Although researchers at Google in 2019 claimed that they had
achieved “quantum supremacy” — a task performed much more quickly on a quantum
computer than a conventional one — IBM’s researchers say they have achieved
something new and more useful, albeit more modestly named.
“We’re entering this phase of quantum computing that I call
utility,” said Jay Gambetta, a vice president of IBM Quantum. “The era of
utility.”
A team of IBM scientists who work for Gambetta described
their results in a paper published Wednesday in the journal Nature.
Present-day computers are called digital, or classical,
because they deal with bits of information that are either 1 or 0, on or off. A
quantum computer performs calculations on quantum bits, or qubits, that capture
a more complex state of information. Just as a thought experiment by physicist
Erwin Schrödinger postulated that a cat could be in a quantum state that is
both dead and alive, a qubit can be both 1 and 0 simultaneously.

+++++

**TO-DO LIST**
**A)** In the passage on IBM's quantum computing work, why are present-day computers called digital, or classical? Answer in one to three sentences.
**B)** Answer these questions about the passage on IBM's quantum computing work:
(i) In what year did Google researchers claim to have achieved "quantum supremacy"?
(ii) What position does Jay Gambetta hold?
(iii) In which journal did the IBM team publish its paper?

**ENTRIES**
+++++

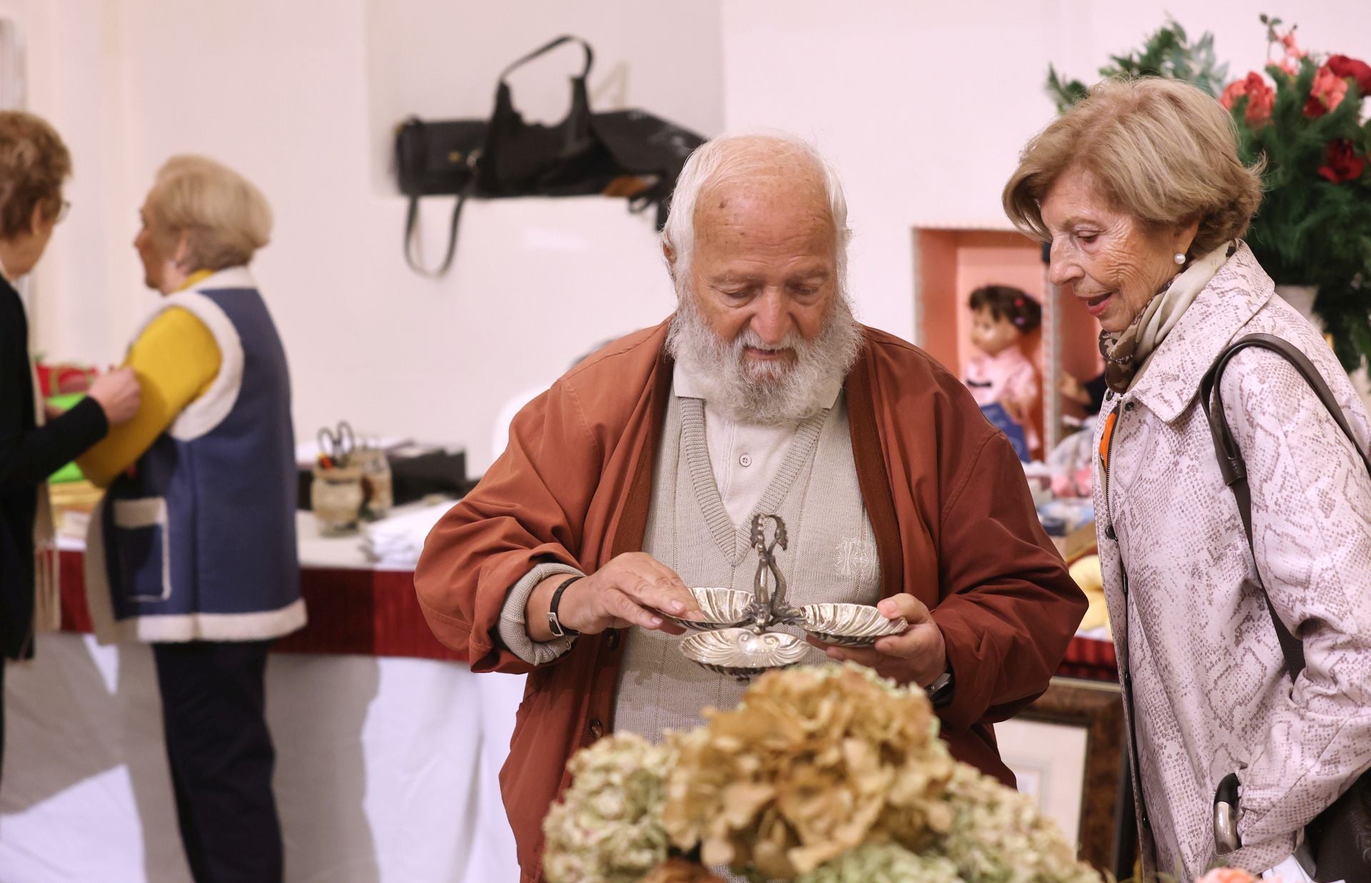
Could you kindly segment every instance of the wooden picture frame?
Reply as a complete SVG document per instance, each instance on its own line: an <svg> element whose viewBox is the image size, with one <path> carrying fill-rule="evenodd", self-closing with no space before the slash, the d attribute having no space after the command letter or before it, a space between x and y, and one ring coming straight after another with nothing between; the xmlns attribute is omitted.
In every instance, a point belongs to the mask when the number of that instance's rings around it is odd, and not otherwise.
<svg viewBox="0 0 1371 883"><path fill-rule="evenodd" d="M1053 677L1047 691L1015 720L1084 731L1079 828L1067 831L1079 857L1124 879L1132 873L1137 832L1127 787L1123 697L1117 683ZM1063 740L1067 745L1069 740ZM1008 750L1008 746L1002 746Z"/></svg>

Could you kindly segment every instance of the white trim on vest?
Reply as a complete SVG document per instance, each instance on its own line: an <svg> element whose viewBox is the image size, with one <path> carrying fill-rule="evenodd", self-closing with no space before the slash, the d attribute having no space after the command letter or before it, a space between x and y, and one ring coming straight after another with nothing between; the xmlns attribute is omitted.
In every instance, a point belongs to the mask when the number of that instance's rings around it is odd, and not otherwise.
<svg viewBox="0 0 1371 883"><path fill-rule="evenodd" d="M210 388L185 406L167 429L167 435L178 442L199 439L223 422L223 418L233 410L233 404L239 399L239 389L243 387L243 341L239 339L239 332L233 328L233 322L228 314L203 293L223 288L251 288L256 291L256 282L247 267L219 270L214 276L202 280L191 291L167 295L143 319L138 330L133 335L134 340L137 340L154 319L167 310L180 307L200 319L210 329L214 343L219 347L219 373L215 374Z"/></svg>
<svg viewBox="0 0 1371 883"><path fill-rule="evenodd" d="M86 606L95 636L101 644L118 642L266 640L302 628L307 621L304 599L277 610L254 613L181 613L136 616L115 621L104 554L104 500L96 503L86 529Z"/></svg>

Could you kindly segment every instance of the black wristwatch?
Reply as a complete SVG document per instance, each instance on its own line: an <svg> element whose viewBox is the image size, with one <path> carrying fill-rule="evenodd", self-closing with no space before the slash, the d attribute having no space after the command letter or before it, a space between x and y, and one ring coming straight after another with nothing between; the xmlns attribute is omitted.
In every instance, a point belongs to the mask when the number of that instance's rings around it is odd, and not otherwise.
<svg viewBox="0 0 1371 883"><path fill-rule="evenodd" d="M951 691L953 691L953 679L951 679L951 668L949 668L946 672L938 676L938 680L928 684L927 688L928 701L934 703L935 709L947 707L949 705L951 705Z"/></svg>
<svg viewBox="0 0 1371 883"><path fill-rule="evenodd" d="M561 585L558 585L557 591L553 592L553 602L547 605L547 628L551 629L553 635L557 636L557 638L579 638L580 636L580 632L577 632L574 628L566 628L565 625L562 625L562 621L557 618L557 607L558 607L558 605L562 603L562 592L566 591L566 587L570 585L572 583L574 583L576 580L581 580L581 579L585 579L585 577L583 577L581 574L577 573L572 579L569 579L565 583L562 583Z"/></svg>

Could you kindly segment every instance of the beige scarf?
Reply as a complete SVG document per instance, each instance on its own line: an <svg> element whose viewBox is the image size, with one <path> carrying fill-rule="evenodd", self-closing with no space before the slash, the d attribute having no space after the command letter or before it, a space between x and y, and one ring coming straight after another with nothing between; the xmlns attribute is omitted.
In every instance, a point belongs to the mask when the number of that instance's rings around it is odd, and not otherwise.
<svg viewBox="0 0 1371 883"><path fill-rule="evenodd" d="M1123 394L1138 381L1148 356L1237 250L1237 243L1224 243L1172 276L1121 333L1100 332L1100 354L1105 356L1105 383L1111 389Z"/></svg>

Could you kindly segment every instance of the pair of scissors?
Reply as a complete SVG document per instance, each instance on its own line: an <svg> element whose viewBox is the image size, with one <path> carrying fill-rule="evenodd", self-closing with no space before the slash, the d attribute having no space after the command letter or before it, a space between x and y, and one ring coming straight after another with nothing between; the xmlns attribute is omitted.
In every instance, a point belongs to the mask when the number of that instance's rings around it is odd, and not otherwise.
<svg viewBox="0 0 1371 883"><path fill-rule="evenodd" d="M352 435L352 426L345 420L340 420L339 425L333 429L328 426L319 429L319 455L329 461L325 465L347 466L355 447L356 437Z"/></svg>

+++++

**RESPONSES PER TASK**
**A)** They are called digital, or classical, because they handle bits of information that are either 1 or 0, on or off.

**B)**
(i) 2019
(ii) Vice president of IBM Quantum
(iii) Nature